● **EXERCISE DESCRIPTION**
Output each line of the material exactly as it stands.

● **RECORDS SHOWN**

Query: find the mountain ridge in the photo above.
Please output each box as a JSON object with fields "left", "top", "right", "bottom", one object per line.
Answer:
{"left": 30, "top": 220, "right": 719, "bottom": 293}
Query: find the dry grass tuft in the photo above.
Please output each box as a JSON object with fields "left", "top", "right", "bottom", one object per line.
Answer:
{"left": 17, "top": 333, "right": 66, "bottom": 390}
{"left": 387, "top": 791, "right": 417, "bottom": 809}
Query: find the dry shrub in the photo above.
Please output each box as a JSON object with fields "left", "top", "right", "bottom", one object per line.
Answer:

● **SOLUTION TO THE EXERCISE**
Query: find the mountain ridge in the photo above.
Please output each box as a JSON object with fields "left", "top", "right", "bottom", one object per line.
Answer:
{"left": 30, "top": 220, "right": 719, "bottom": 293}
Query: find the dry grass tuft in the photo above.
Please output each box as a JSON object with fields "left", "top", "right", "bottom", one object per line.
Answer:
{"left": 17, "top": 333, "right": 66, "bottom": 390}
{"left": 387, "top": 791, "right": 417, "bottom": 809}
Query: find the dry shrub in the photo above.
Please output each box as a JSON object with fields "left", "top", "right", "bottom", one object per line.
Answer:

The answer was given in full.